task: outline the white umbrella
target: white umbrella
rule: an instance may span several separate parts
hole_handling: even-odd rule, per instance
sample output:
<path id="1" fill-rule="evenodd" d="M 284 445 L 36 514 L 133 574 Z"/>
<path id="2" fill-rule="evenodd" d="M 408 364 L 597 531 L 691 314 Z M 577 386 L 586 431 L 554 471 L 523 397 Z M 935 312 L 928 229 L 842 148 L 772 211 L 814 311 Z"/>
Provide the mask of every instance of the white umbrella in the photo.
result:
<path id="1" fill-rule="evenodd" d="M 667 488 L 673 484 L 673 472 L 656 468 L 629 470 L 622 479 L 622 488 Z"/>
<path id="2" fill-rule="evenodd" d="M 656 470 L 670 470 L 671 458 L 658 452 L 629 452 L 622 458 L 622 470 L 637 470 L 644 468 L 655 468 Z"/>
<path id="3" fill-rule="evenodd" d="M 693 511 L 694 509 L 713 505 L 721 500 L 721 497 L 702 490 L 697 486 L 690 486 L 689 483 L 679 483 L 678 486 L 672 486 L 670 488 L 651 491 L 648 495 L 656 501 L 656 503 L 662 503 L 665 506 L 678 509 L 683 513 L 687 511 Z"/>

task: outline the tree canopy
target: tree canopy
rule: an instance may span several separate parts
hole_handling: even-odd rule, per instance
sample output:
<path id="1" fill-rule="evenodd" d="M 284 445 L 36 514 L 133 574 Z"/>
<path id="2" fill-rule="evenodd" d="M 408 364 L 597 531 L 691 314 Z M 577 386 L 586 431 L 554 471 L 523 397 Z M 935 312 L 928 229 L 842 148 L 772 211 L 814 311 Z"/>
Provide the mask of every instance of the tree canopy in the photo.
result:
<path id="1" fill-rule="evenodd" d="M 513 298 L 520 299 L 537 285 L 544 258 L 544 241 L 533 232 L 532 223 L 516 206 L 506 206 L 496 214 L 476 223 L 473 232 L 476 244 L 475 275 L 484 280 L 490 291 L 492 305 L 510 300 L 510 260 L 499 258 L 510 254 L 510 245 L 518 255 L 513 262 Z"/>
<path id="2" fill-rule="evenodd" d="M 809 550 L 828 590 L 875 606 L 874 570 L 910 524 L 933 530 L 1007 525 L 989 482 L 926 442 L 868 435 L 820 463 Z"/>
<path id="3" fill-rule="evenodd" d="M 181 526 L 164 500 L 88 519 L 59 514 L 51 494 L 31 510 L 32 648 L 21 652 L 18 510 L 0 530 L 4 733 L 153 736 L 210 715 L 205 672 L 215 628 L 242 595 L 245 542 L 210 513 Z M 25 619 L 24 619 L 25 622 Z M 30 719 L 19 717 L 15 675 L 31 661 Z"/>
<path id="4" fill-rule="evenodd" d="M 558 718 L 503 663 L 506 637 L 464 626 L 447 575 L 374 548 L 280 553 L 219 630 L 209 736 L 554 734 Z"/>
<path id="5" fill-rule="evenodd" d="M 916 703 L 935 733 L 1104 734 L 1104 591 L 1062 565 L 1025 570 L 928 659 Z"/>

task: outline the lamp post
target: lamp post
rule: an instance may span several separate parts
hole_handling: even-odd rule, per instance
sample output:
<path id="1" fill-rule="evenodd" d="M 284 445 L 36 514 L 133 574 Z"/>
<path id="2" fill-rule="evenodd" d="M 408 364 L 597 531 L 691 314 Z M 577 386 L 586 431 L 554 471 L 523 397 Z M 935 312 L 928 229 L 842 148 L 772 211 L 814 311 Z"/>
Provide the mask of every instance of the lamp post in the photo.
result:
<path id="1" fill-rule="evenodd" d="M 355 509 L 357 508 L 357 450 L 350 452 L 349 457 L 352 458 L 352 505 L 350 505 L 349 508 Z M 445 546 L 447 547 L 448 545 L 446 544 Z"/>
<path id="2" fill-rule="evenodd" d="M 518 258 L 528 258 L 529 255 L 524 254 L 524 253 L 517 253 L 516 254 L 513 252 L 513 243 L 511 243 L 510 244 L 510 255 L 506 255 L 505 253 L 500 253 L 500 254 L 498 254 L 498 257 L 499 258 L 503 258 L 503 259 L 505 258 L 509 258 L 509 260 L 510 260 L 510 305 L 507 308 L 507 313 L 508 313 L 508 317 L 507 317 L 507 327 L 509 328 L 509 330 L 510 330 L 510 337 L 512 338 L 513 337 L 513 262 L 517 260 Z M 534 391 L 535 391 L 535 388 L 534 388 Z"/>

________

EXERCISE: Print all of the rows above verbatim, with no characters added, dropped, or altered.

WRITTEN RESPONSE:
task: outline the white umbrella
target: white umbrella
rule: an instance may span several separate parts
hole_handling: even-odd rule, per instance
sample output:
<path id="1" fill-rule="evenodd" d="M 284 445 L 36 514 L 133 574 Z"/>
<path id="2" fill-rule="evenodd" d="M 408 364 L 597 531 L 691 314 Z M 577 386 L 586 431 L 554 471 L 523 397 Z M 935 312 L 928 229 L 842 148 L 772 211 L 814 311 Z"/>
Provide the mask of every instance of the white umbrella in the photo.
result:
<path id="1" fill-rule="evenodd" d="M 667 488 L 673 484 L 673 472 L 656 468 L 629 470 L 622 479 L 622 488 Z"/>
<path id="2" fill-rule="evenodd" d="M 656 470 L 670 470 L 671 458 L 658 452 L 629 452 L 622 458 L 622 470 L 637 470 L 644 468 L 655 468 Z"/>
<path id="3" fill-rule="evenodd" d="M 693 511 L 694 509 L 713 505 L 721 500 L 721 497 L 702 490 L 697 486 L 690 486 L 689 483 L 679 483 L 678 486 L 672 486 L 670 488 L 651 491 L 648 495 L 656 501 L 656 503 L 662 503 L 665 506 L 678 509 L 683 513 L 687 511 Z"/>

task: outline the tree canopy
target: tree canopy
rule: an instance may span several separate parts
hole_handling: even-odd rule, per instance
sample output:
<path id="1" fill-rule="evenodd" d="M 284 445 L 36 514 L 133 574 Z"/>
<path id="2" fill-rule="evenodd" d="M 408 364 L 597 531 L 691 314 Z M 577 386 L 586 431 L 554 471 L 523 397 Z M 935 312 L 928 229 L 842 148 L 772 211 L 814 311 Z"/>
Provide the mask of every instance of the tree canopy in the photo.
result:
<path id="1" fill-rule="evenodd" d="M 513 298 L 520 299 L 537 285 L 544 258 L 544 241 L 533 232 L 532 223 L 516 206 L 506 206 L 496 214 L 476 223 L 473 232 L 476 244 L 475 275 L 484 280 L 490 291 L 492 305 L 510 300 L 510 260 L 499 258 L 510 254 L 510 245 L 518 255 L 513 262 Z"/>
<path id="2" fill-rule="evenodd" d="M 809 550 L 828 590 L 875 606 L 874 570 L 910 524 L 933 530 L 1007 525 L 989 482 L 926 442 L 868 435 L 820 463 Z"/>
<path id="3" fill-rule="evenodd" d="M 181 526 L 164 500 L 88 519 L 59 514 L 51 494 L 31 510 L 32 648 L 21 652 L 18 510 L 0 530 L 4 733 L 153 736 L 210 715 L 205 672 L 215 628 L 242 595 L 245 542 L 210 513 Z M 25 619 L 24 619 L 25 622 Z M 30 719 L 19 717 L 15 675 L 31 661 Z"/>
<path id="4" fill-rule="evenodd" d="M 558 718 L 503 663 L 506 637 L 464 626 L 447 575 L 374 548 L 280 553 L 219 630 L 209 736 L 554 734 Z"/>
<path id="5" fill-rule="evenodd" d="M 916 703 L 935 733 L 1104 734 L 1104 591 L 1062 565 L 1025 570 L 928 659 Z"/>

task: outline the lamp post
target: lamp post
rule: an instance may span several separate parts
hole_handling: even-odd rule, per instance
sample output:
<path id="1" fill-rule="evenodd" d="M 284 445 L 36 514 L 133 574 Z"/>
<path id="2" fill-rule="evenodd" d="M 408 364 L 597 531 L 691 314 Z M 577 386 L 586 431 L 554 471 L 523 397 Z M 935 312 L 928 229 L 842 148 L 772 211 L 814 311 Z"/>
Provide the mask of every instance of the lamp post in the photo.
result:
<path id="1" fill-rule="evenodd" d="M 355 509 L 357 508 L 357 450 L 350 452 L 349 457 L 352 458 L 352 505 L 350 505 L 349 508 Z M 445 546 L 447 547 L 448 545 L 446 544 Z"/>
<path id="2" fill-rule="evenodd" d="M 518 258 L 528 258 L 529 255 L 524 254 L 524 253 L 517 253 L 516 254 L 513 252 L 513 243 L 511 243 L 510 244 L 510 255 L 506 255 L 505 253 L 500 253 L 500 254 L 498 254 L 498 257 L 499 258 L 503 258 L 503 259 L 505 258 L 509 258 L 509 260 L 510 260 L 510 305 L 507 308 L 507 313 L 508 313 L 508 317 L 507 317 L 507 327 L 509 328 L 509 330 L 510 330 L 510 337 L 512 338 L 513 337 L 513 262 L 517 260 Z M 534 391 L 535 391 L 535 388 L 534 388 Z"/>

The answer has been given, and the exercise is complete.